Segment Start: Input records

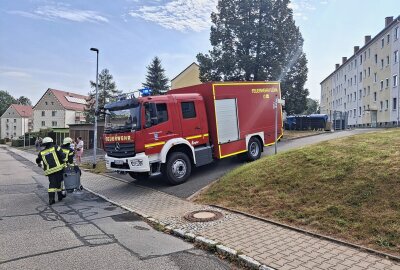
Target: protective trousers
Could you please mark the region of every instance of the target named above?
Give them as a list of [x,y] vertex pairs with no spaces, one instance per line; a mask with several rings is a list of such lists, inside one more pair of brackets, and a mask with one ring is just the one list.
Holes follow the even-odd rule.
[[56,197],[56,192],[57,192],[57,197],[58,200],[61,201],[63,198],[62,194],[62,189],[61,189],[61,181],[63,180],[63,170],[49,174],[49,202],[53,202]]

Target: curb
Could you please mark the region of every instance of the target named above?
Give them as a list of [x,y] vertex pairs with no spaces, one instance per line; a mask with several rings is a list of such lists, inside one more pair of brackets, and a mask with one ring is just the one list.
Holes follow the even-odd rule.
[[220,243],[218,243],[212,239],[208,239],[208,238],[205,238],[200,235],[195,235],[193,233],[187,233],[186,231],[181,230],[179,228],[175,228],[173,226],[168,226],[168,224],[165,224],[165,223],[163,223],[155,218],[152,218],[144,213],[141,213],[141,212],[135,211],[129,207],[123,206],[122,204],[117,203],[116,201],[113,201],[113,200],[107,198],[106,196],[101,195],[89,188],[83,187],[83,189],[85,189],[86,191],[88,191],[88,192],[90,192],[90,193],[102,198],[103,200],[106,200],[118,207],[121,207],[129,212],[138,214],[139,216],[145,218],[148,222],[160,226],[164,233],[168,233],[168,234],[177,236],[179,238],[182,238],[185,241],[189,241],[189,242],[199,245],[202,249],[205,249],[210,252],[216,252],[221,256],[228,257],[230,260],[237,261],[240,265],[245,266],[248,269],[275,270],[275,268],[271,268],[267,265],[263,265],[260,262],[258,262],[257,260],[255,260],[247,255],[240,254],[237,250],[229,248],[224,245],[221,245]]

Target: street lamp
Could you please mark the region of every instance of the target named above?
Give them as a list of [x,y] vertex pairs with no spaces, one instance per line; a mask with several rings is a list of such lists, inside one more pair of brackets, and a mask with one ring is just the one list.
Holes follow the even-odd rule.
[[22,111],[22,126],[24,127],[24,131],[22,132],[22,135],[24,136],[24,149],[25,149],[25,111]]
[[96,168],[96,150],[97,150],[97,111],[99,109],[98,103],[98,79],[99,79],[99,49],[90,48],[91,51],[96,52],[96,103],[94,109],[94,138],[93,138],[93,169]]

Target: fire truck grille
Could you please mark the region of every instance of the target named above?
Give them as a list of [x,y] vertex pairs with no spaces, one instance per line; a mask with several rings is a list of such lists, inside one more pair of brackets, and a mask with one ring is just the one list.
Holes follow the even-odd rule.
[[115,158],[126,158],[135,156],[135,144],[133,143],[110,143],[105,145],[107,156]]

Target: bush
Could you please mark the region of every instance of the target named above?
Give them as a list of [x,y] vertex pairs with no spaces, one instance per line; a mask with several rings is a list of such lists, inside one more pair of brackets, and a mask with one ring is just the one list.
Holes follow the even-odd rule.
[[22,146],[24,146],[24,140],[12,140],[11,141],[11,146],[14,146],[14,147],[22,147]]
[[0,139],[0,144],[6,144],[6,140],[5,139]]

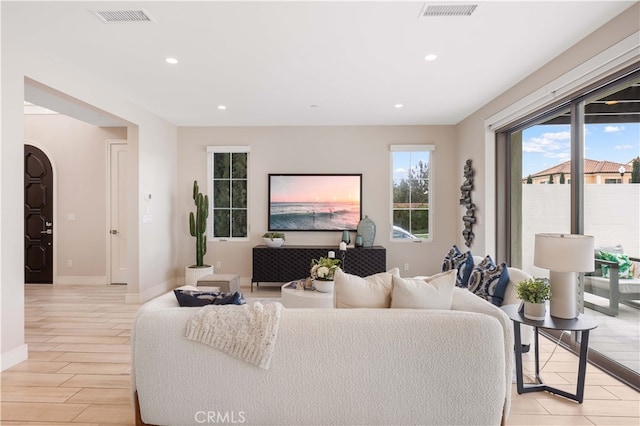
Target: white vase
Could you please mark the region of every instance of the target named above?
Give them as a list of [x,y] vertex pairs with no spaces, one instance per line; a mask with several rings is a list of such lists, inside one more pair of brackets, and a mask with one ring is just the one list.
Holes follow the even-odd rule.
[[524,302],[524,317],[533,321],[544,321],[547,306],[543,303]]
[[198,280],[207,275],[213,274],[213,266],[204,265],[200,268],[196,266],[185,266],[184,283],[185,285],[198,285]]
[[313,286],[316,291],[320,293],[332,293],[333,292],[333,281],[321,281],[321,280],[313,280]]
[[263,240],[267,247],[280,247],[284,244],[284,240],[282,238],[263,238]]

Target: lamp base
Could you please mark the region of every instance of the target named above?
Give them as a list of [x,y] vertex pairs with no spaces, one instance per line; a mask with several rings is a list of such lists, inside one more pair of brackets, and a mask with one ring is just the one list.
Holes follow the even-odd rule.
[[550,271],[551,300],[549,313],[552,317],[573,319],[578,316],[578,287],[576,272]]

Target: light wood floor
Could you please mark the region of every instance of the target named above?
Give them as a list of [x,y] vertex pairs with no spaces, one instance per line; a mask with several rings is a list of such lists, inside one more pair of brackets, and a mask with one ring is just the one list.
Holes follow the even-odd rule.
[[[29,359],[2,373],[2,425],[130,425],[130,328],[137,305],[124,286],[27,285]],[[279,297],[260,287],[245,296]],[[542,339],[543,361],[554,343]],[[533,354],[525,369],[532,371]],[[545,381],[575,392],[577,358],[558,348]],[[585,402],[546,392],[518,395],[513,385],[508,425],[640,425],[640,394],[589,365]]]

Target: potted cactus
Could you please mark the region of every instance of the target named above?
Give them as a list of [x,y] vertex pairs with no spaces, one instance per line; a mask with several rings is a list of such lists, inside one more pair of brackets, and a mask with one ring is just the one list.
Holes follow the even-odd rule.
[[195,214],[189,213],[189,233],[196,238],[196,263],[185,268],[185,283],[196,285],[198,279],[213,274],[213,266],[204,264],[207,253],[207,218],[209,217],[209,196],[202,195],[198,181],[193,181],[193,201]]

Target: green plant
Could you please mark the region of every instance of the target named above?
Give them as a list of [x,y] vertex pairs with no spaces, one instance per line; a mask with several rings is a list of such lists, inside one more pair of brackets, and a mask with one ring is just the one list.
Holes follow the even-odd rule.
[[531,303],[543,303],[551,297],[551,289],[545,280],[529,278],[516,284],[519,299]]
[[560,173],[560,183],[564,184],[564,172]]
[[339,269],[340,259],[321,257],[311,261],[311,278],[320,281],[333,281],[333,276]]
[[193,181],[193,201],[196,214],[189,213],[189,232],[196,237],[196,267],[204,267],[203,258],[207,253],[207,217],[209,217],[209,196],[202,195],[198,181]]
[[274,238],[282,238],[282,241],[286,241],[284,232],[265,232],[262,234],[262,238],[269,238],[271,241],[273,241]]
[[631,183],[640,183],[640,157],[634,158],[631,164]]
[[527,176],[527,185],[531,185],[533,183],[533,178],[531,175]]
[[549,181],[548,183],[553,183],[553,175],[549,175]]

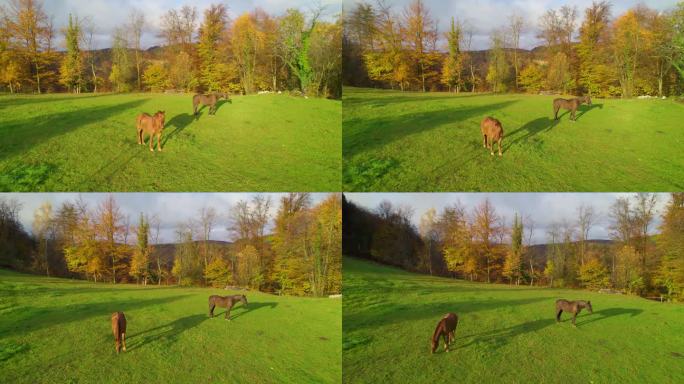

Segment End: Input records

## Assignment:
Leave out the images and transcribe all the records exactly.

## Task response:
Target: protective trousers
Could you please mark the region of every instance of the target named above?
Give them as a list of [x,y] vertex pairs with no spaces, one instance per line; a mask with several rings is a list of such lists, inside one more pair of brackets, and a mask with one ring is just the one list.
Holes follow the even-odd rule.
[[56,197],[56,192],[57,192],[57,197],[58,200],[61,201],[63,198],[62,194],[62,189],[61,189],[61,181],[63,180],[63,170],[49,174],[49,202],[53,202]]

Target: curb
Could you please mark the region of every instance of the target named above?
Give them as a list of [x,y] vertex pairs with no spaces, one instance per line; a mask with several rings is a list of such lists, inside one more pair of brackets, and a mask with one ring is just the one list.
Holes follow the even-odd rule.
[[220,243],[218,243],[212,239],[208,239],[208,238],[205,238],[200,235],[195,235],[193,233],[187,233],[186,231],[181,230],[179,228],[175,228],[173,226],[168,226],[168,224],[165,224],[165,223],[163,223],[155,218],[152,218],[144,213],[141,213],[141,212],[135,211],[129,207],[123,206],[122,204],[117,203],[116,201],[113,201],[113,200],[107,198],[106,196],[101,195],[89,188],[83,187],[83,189],[85,189],[86,191],[88,191],[88,192],[90,192],[90,193],[102,198],[103,200],[106,200],[118,207],[121,207],[129,212],[138,214],[139,216],[145,218],[148,222],[160,226],[164,233],[168,233],[168,234],[177,236],[179,238],[182,238],[185,241],[189,241],[189,242],[199,245],[202,249],[205,249],[210,252],[216,252],[221,256],[228,257],[230,260],[237,261],[240,265],[245,266],[248,269],[275,270],[275,268],[271,268],[267,265],[263,265],[260,262],[258,262],[257,260],[255,260],[247,255],[240,254],[237,250],[229,248],[224,245],[221,245]]

Target: street lamp
Could you please mark the region of every instance of the target named above?
Give them as a list of [x,y] vertex pairs with no spaces, one instance per line; a mask with several rings is a list of such lists, inside one more pair of brackets, and a mask with one ring is just the one list.
Holes follow the even-odd rule.
[[22,111],[22,126],[24,127],[24,131],[22,132],[22,135],[24,136],[24,149],[25,149],[25,111]]
[[96,168],[96,150],[97,150],[97,111],[99,109],[98,103],[98,79],[99,79],[99,49],[90,48],[91,51],[96,52],[96,103],[94,109],[94,138],[93,138],[93,169]]

Target: fire truck grille
Could you please mark the region of every instance of the target named above?
Give them as a list of [x,y] vertex pairs with no spaces, one instance per line; a mask with several rings is a list of such lists, inside one more pair of brackets, and a mask with one ring is just the one list.
Holes follow the even-odd rule.
[[115,158],[126,158],[135,156],[135,144],[133,143],[110,143],[105,145],[107,156]]

Target: bush
Could you please mark the region of every instance of the target named above?
Give them as a list of [x,y] vertex pairs with no spaces, one instance per line; a mask with several rings is a list of such lists, inside one more pair of brackets, and a mask with one ring is just the one list.
Holes follow the even-odd rule.
[[22,146],[24,146],[24,140],[12,140],[11,141],[11,146],[14,146],[14,147],[22,147]]
[[0,139],[0,144],[6,144],[6,140],[5,139]]

Target: white vase
Could you please mark the region of every instance of the target named above?
Give them as a list of [x,y] vertex pairs with no spaces, one instance per line; a mask with several rings is a list of such lists, inside one more pair of brackets, and a mask with one ring is just the one list.
Holes follow the even-odd rule.
[[524,302],[524,317],[533,321],[544,321],[547,306],[543,303]]
[[198,280],[207,275],[213,274],[213,266],[204,265],[200,268],[196,266],[185,266],[184,283],[185,285],[198,285]]
[[313,286],[316,291],[320,293],[332,293],[333,292],[333,281],[321,281],[321,280],[313,280]]
[[263,240],[267,247],[280,247],[284,244],[284,240],[282,238],[263,238]]

Target: lamp base
Could you please mark the region of every instance of the target named above?
Give them as a list of [x,y] vertex pairs with no spaces, one instance per line; a mask with several rings is a list of such lists, inside one more pair of brackets, and a mask with one ring is just the one list.
Holes follow the even-odd rule.
[[550,271],[551,300],[549,313],[552,317],[573,319],[578,316],[578,287],[576,272]]

Target: light wood floor
Could you please mark the region of every instance of the target named above?
Give them as a list of [x,y] vertex pairs with no spaces, one instance per line; a mask with several rings is a list of such lists, inside one more pair of brackets, and a mask with one ring is just the one list.
Holes follow the even-odd rule.
[[[29,359],[2,373],[2,425],[130,425],[130,328],[137,305],[124,286],[27,285]],[[279,297],[260,287],[245,296]],[[542,339],[543,361],[554,343]],[[533,354],[525,369],[532,371]],[[545,381],[575,392],[577,358],[558,348]],[[585,402],[546,392],[518,395],[513,385],[508,425],[640,425],[640,394],[589,365]]]

Target: potted cactus
Could you please mark the region of every instance of the target named above?
Give them as a list of [x,y] vertex pairs with no spaces, one instance per line; a mask with several rings is a list of such lists, inside one more pair of brackets, and a mask with one ring is just the one list.
Holes follow the even-odd rule.
[[195,214],[189,213],[189,233],[196,238],[196,263],[185,268],[185,283],[196,285],[198,279],[213,274],[213,266],[204,264],[207,253],[207,218],[209,217],[209,196],[202,195],[198,181],[193,181],[193,201]]

Target: green plant
Could you please mark the region of every instance of the target named above?
Give them as a list of [x,y] vertex pairs with no spaces, one instance per line; a mask with several rings is a list of such lists, inside one more pair of brackets, and a mask with one ring is just the one list.
Holes follow the even-odd rule.
[[531,303],[543,303],[551,297],[551,289],[545,280],[529,278],[516,284],[519,299]]
[[560,173],[560,183],[564,184],[564,172]]
[[339,269],[340,259],[321,257],[311,261],[311,278],[320,281],[333,281],[333,276]]
[[193,181],[193,201],[196,214],[189,213],[189,232],[196,237],[196,267],[204,267],[203,258],[207,253],[207,217],[209,217],[209,196],[202,195],[198,181]]
[[274,238],[282,238],[282,241],[286,241],[284,232],[265,232],[262,234],[262,238],[269,238],[271,241],[273,241]]
[[631,183],[640,183],[640,157],[634,158],[631,164]]
[[527,176],[527,185],[531,185],[533,183],[533,178],[531,175]]
[[549,181],[548,183],[553,183],[553,175],[549,175]]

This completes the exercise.